"""

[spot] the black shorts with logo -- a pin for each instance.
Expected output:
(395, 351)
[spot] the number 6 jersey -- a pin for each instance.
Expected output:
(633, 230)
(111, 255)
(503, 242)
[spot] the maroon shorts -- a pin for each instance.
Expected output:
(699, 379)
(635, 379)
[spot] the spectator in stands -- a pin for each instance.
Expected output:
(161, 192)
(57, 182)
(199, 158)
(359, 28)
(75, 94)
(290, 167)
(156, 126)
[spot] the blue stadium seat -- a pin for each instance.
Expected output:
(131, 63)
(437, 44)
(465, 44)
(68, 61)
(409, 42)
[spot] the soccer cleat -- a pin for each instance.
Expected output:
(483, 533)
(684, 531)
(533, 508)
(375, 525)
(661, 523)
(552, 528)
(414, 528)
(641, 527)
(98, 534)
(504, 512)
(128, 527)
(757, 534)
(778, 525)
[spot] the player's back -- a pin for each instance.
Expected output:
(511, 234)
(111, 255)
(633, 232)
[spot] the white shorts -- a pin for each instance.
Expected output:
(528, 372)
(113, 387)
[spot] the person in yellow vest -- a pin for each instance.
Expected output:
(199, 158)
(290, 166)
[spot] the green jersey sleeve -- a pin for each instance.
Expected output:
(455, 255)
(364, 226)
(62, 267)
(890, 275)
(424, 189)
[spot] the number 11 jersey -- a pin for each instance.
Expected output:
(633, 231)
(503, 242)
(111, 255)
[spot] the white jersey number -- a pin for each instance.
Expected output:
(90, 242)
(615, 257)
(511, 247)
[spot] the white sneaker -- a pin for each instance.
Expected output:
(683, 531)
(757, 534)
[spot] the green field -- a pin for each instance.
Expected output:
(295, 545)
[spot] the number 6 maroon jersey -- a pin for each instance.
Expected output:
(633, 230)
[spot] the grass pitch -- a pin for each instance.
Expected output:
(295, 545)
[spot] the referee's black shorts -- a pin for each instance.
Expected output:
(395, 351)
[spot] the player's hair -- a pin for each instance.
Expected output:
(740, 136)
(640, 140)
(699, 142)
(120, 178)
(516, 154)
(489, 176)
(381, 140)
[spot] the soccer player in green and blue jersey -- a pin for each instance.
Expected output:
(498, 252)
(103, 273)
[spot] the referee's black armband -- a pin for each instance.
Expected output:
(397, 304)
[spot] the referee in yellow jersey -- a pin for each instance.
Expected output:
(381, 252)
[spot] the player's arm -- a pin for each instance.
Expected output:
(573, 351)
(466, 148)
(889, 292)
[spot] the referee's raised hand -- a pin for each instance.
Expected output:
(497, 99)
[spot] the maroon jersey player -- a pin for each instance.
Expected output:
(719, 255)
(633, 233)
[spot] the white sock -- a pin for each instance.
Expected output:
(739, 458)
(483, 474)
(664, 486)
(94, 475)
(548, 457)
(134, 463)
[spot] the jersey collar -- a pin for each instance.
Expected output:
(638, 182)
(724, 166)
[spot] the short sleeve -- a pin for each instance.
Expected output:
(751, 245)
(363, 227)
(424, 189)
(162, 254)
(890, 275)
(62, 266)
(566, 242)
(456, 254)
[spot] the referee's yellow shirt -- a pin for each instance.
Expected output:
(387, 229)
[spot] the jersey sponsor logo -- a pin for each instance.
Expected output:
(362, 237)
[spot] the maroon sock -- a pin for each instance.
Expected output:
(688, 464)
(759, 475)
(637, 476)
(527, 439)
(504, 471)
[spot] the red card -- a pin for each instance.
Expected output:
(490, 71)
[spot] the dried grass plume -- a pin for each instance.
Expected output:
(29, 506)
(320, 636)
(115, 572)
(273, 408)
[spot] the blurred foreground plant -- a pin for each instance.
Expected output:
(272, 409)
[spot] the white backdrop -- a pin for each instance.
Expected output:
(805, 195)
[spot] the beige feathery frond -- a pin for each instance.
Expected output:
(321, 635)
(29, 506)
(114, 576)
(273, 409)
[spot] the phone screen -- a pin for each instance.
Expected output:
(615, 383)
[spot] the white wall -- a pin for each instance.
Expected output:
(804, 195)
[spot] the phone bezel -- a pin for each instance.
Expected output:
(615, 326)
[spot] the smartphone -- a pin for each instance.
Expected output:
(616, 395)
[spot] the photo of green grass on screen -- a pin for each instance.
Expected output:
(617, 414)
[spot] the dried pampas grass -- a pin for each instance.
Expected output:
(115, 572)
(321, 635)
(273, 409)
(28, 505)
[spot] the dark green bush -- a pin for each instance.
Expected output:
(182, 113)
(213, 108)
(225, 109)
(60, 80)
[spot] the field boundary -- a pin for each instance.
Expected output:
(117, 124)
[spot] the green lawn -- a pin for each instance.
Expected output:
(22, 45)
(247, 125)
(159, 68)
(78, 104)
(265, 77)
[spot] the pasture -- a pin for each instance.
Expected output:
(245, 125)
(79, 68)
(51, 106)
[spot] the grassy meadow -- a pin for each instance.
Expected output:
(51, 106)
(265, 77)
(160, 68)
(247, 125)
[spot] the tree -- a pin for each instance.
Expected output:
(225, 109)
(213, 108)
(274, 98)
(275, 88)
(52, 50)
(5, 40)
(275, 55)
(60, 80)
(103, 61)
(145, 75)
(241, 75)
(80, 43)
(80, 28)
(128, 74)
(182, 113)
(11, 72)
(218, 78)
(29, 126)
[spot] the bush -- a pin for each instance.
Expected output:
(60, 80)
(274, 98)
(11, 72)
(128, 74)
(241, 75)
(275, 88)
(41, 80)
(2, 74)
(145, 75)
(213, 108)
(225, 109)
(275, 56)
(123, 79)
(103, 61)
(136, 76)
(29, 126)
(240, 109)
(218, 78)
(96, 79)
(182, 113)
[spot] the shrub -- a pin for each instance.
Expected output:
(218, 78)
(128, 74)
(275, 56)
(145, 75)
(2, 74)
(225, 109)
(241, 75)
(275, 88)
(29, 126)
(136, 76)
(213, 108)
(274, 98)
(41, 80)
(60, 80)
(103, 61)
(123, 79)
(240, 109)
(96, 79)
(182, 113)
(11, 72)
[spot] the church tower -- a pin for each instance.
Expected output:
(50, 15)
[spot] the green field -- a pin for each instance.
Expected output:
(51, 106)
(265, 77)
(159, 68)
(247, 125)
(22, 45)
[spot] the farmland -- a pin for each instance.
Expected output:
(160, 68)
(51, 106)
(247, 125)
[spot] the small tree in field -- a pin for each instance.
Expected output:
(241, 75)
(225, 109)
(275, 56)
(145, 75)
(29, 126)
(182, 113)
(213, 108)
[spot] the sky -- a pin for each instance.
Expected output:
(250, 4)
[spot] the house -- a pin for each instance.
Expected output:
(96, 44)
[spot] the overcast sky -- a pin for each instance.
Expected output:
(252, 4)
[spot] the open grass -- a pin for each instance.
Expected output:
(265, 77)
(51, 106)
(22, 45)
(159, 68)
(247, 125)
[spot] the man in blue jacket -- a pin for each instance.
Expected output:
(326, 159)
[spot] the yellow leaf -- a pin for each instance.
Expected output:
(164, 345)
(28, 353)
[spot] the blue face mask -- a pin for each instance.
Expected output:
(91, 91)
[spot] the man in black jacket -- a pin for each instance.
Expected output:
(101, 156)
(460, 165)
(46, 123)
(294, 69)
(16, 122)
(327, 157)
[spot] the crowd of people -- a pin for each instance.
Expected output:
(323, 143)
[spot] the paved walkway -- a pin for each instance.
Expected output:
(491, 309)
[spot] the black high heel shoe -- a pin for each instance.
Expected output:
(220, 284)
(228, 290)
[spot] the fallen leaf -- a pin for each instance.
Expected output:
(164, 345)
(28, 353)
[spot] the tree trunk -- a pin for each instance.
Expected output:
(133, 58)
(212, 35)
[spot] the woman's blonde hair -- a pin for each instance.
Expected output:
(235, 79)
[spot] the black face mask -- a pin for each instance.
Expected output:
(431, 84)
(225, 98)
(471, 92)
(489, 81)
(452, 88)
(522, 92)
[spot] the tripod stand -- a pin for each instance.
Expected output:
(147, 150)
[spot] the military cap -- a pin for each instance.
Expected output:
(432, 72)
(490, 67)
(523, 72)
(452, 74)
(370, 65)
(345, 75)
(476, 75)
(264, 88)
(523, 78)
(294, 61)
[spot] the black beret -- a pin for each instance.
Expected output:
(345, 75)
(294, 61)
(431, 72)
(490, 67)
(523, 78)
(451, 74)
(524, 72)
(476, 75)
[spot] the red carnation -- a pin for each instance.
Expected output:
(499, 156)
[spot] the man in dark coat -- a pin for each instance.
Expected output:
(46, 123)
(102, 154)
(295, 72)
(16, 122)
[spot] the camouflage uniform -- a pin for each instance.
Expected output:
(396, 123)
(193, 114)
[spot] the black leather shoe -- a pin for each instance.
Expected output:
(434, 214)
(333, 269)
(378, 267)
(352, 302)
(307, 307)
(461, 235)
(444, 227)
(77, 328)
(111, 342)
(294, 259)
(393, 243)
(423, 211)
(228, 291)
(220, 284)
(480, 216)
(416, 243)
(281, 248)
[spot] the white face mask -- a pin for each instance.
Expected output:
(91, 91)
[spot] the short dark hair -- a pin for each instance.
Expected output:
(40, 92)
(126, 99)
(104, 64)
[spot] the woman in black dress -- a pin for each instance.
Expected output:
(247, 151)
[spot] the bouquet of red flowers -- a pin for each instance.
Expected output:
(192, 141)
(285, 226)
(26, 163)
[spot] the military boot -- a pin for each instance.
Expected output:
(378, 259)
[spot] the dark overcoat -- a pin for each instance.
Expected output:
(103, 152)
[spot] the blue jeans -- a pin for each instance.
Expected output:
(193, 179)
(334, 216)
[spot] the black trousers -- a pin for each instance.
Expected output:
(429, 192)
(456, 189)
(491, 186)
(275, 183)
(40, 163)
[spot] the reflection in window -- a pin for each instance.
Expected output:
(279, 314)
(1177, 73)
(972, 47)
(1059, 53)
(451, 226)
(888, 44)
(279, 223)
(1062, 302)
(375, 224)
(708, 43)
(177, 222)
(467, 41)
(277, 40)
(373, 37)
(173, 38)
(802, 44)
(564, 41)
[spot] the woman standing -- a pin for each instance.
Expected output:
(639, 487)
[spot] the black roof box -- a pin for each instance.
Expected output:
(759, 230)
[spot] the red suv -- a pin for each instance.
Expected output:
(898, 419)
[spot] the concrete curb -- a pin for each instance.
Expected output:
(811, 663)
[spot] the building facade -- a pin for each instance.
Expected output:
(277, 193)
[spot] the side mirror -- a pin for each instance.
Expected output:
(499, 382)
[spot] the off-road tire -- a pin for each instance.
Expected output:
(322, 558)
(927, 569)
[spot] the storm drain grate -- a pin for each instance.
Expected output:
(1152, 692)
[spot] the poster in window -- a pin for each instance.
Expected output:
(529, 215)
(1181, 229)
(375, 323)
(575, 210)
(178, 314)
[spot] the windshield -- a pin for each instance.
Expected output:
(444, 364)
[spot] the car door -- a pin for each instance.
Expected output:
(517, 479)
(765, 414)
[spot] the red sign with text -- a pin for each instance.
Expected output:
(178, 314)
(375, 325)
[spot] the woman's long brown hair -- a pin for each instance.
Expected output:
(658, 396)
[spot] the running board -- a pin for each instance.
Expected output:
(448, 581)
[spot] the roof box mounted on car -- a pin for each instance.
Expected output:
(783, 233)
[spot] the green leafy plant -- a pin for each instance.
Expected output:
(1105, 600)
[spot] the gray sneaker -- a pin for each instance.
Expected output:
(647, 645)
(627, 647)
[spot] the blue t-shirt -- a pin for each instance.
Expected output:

"""

## Activity:
In the records above, each line with the string "yellow" should be copied.

## Exercise solution:
[spot] the person in yellow vest -- a pin for each instance.
[spot] the referee in yellow jersey -- a pin for each instance.
[spot] the referee's yellow shirt -- a pin for each instance.
[spot] the yellow leaf -- a pin for each instance.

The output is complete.